▸ **Exercise instructions**
Please copy each of the items below word for word, leaving out the pictures.

▸ **Provided records**
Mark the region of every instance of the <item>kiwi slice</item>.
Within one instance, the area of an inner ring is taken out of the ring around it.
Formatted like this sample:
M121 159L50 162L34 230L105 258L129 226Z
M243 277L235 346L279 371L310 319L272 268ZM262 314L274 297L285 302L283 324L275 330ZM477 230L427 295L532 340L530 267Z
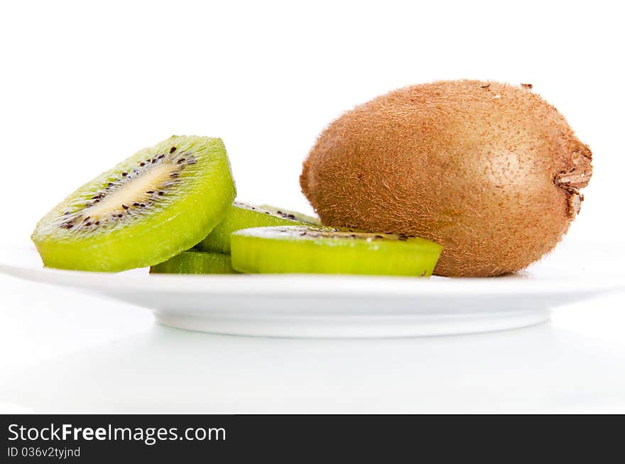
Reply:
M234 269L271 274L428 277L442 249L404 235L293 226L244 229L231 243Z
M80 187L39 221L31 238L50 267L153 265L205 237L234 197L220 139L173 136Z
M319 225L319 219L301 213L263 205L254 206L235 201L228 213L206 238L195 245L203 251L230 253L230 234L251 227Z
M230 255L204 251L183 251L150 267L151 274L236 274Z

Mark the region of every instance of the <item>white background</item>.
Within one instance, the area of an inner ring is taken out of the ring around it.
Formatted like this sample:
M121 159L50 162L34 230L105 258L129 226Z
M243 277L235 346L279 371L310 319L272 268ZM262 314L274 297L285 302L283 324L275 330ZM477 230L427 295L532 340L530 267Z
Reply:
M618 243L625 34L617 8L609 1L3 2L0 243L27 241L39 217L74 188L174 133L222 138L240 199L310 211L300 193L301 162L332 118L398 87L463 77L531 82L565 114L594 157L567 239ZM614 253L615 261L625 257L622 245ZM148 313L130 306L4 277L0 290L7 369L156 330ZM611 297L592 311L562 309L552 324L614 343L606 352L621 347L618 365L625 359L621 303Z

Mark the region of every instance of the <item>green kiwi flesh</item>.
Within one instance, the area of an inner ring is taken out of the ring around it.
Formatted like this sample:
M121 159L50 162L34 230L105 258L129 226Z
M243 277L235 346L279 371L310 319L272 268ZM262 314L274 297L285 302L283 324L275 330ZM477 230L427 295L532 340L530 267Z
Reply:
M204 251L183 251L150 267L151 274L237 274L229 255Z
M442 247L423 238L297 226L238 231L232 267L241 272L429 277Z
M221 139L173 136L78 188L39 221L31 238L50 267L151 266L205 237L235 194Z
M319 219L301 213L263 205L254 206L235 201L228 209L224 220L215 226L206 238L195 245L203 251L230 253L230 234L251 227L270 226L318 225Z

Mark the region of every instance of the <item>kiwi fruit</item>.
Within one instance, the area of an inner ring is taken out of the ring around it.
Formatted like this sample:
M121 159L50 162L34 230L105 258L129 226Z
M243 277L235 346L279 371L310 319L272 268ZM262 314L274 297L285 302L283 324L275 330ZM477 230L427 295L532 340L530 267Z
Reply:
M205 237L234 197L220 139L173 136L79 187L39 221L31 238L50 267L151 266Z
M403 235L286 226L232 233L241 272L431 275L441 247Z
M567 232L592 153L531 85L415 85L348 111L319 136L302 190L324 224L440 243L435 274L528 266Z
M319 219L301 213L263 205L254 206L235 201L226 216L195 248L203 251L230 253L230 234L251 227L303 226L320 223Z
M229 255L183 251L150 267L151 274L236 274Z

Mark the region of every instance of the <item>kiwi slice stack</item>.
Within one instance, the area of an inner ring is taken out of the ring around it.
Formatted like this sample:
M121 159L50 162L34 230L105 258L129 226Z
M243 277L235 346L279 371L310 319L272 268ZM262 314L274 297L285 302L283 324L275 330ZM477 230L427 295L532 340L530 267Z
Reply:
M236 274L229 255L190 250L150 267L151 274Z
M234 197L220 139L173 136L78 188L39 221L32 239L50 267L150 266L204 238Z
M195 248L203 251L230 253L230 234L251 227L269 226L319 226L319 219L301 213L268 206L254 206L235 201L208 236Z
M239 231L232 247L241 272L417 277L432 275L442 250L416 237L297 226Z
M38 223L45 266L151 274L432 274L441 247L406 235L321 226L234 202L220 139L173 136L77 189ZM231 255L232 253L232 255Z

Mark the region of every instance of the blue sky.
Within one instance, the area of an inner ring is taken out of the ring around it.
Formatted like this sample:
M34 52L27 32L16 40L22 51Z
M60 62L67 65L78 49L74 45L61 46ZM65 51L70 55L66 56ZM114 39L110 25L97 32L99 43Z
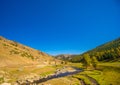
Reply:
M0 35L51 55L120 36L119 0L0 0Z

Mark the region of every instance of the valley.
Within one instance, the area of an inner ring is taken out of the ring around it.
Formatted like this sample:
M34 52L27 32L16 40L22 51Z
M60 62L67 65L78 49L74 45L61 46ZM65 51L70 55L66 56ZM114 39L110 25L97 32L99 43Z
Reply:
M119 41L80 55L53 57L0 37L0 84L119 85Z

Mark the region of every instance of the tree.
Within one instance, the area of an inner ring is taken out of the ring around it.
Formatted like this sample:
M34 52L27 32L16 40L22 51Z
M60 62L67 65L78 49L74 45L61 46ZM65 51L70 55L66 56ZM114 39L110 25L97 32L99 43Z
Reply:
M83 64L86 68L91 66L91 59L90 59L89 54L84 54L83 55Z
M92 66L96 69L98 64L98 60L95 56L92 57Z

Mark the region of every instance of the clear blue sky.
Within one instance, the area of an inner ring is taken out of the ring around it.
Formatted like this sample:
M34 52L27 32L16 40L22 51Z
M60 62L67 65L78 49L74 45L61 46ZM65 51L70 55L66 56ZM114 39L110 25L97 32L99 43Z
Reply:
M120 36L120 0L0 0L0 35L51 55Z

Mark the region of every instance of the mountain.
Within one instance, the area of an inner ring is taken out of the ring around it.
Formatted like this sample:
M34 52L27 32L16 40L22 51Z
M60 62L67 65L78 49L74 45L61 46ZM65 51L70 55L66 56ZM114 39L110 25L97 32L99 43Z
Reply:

▸ **Task result**
Mark the region of every instance of the <item>kiwi slice</item>.
Within one instance, the area of an inner ring is taken out of the ring around it.
Formatted like this sample:
M121 159L50 162L34 230L105 258L129 226Z
M243 277L235 346L279 371L310 319L272 268ZM262 314L274 297L285 302L283 324L275 330ZM477 230L427 295L532 340L530 267Z
Reply:
M234 269L271 274L428 277L442 249L404 235L293 226L244 229L231 243Z
M80 187L39 221L31 238L50 267L153 265L205 237L234 197L220 139L173 136Z
M319 225L319 219L301 213L263 205L254 206L235 201L228 213L206 238L195 245L203 251L230 253L230 234L251 227Z
M230 255L204 251L183 251L150 267L151 274L236 274Z

Mark the region of every instance of the <item>white background</item>.
Within one instance, the area of an inner ring is taken out of the ring around it.
Formatted like this sample:
M121 159L50 162L34 230L105 258L129 226Z
M243 277L235 346L279 371L310 319L272 268ZM262 314L274 297L285 302L283 324L275 330ZM477 230L427 295L532 340L530 267Z
Reply:
M618 243L625 34L617 8L609 1L3 2L0 243L27 241L39 217L74 188L174 133L222 138L240 199L310 211L300 193L301 162L332 118L398 87L463 77L531 82L565 114L594 157L567 239ZM614 253L615 261L625 257L622 245ZM148 313L130 306L4 277L0 290L7 369L156 330ZM611 297L592 311L562 309L552 324L614 343L606 352L621 347L618 365L625 359L621 303Z

Mark the region of every instance of the <item>green kiwi flesh</item>.
Within one instance, the area of an inner ring is taken out of the ring around it.
Formatted like this sample:
M121 159L50 162L34 230L105 258L129 226Z
M243 277L235 346L279 371L310 319L272 268ZM262 314L274 297L285 302L283 324L275 330ZM477 230L427 295L532 340L530 267Z
Reply:
M204 251L183 251L150 267L151 274L237 274L229 255Z
M442 247L423 238L297 226L238 231L232 267L241 272L429 277Z
M221 139L173 136L78 188L39 221L31 238L50 267L151 266L205 237L235 194Z
M319 219L301 213L263 205L254 206L235 201L228 209L224 220L215 226L206 238L195 245L203 251L230 253L230 234L251 227L270 226L318 225Z

Mark the region of every instance of the <item>kiwi fruit</item>.
Within one instance, the area of an inner ring is taken out of the ring around it.
Formatted like this sample:
M121 159L50 162L34 230L105 258L129 226Z
M243 277L235 346L279 371L310 319L272 268ZM262 314L274 297L285 302L283 324L275 330ZM477 230L427 295L532 340L530 267Z
Reply:
M205 237L234 197L220 139L173 136L79 187L39 221L31 238L50 267L151 266Z
M403 235L286 226L232 233L241 272L431 275L441 247Z
M567 232L592 153L531 85L415 85L348 111L319 136L302 190L324 224L440 243L435 274L528 266Z
M319 219L301 213L263 205L254 206L235 201L226 216L195 248L203 251L230 253L230 234L251 227L303 226L320 223Z
M229 255L183 251L150 267L151 274L236 274Z

Mark the region of every instance of the <item>kiwi slice stack</item>.
Within one instance, the area of an inner ring is taken out of the ring around it.
Formatted like this sample:
M121 159L50 162L34 230L105 258L129 226Z
M243 277L235 346L279 371L310 319L272 268ZM262 314L274 297L285 302L283 324L275 330ZM477 230L427 295L532 340L530 267Z
Reply:
M236 274L229 255L190 250L150 267L151 274Z
M234 197L220 139L173 136L78 188L39 221L32 239L50 267L150 266L204 238Z
M195 248L203 251L230 253L230 234L251 227L269 226L319 226L319 219L301 213L268 206L254 206L235 201L208 236Z
M239 231L232 247L241 272L417 277L432 275L442 250L416 237L297 226Z
M38 223L45 266L151 274L432 274L441 247L406 235L321 226L234 202L220 139L173 136L77 189ZM231 255L232 253L232 255Z

Mark the region of every instance of the blue sky.
Within one instance, the area of an inner ring is taken out of the ring around it.
Formatted like this sample:
M34 52L27 32L16 40L22 51Z
M60 62L67 65L78 49L74 45L61 46ZM65 51L70 55L66 56ZM114 39L110 25L97 32L99 43Z
Reply:
M0 35L51 55L120 36L119 0L0 0Z

Mark the region of every instance of the valley.
Within one instance, the area of an inner ring is taken out of the ring around it.
Formatted like this sample:
M34 52L27 32L16 40L22 51Z
M60 62L67 65L78 49L74 45L61 46ZM65 51L70 55L66 56ZM114 39L110 25L97 32L99 43Z
Reply:
M119 41L80 55L53 57L0 37L0 84L119 85Z

Mark the region of every instance of the tree.
Within one instance, the area of an inner ring is taken out of the ring around it.
Formatted like this sample:
M34 52L27 32L16 40L22 51Z
M60 62L67 65L78 49L74 45L61 46ZM65 51L70 55L66 56ZM114 39L110 25L97 32L99 43Z
Reply:
M83 64L86 68L91 66L91 59L90 59L89 54L84 54L83 55Z
M92 66L96 69L98 64L98 60L95 56L92 57Z

Mark the region of every instance of the clear blue sky.
Within one instance, the area of an inner ring is taken out of the ring around it.
Formatted like this sample:
M34 52L27 32L16 40L22 51Z
M60 62L67 65L78 49L74 45L61 46ZM65 51L70 55L66 56ZM114 39L110 25L97 32L99 43Z
Reply:
M120 36L120 0L0 0L0 35L51 55Z

Mark the region of every instance of the mountain.
Within one instance, the area of an inner ring is taken out of the ring around it.
Formatted like this sample:
M34 52L27 32L16 40L22 51Z
M60 62L67 65L78 49L74 45L61 46ZM65 51L70 55L66 56ZM114 39L110 25L97 32L99 43Z
Reply:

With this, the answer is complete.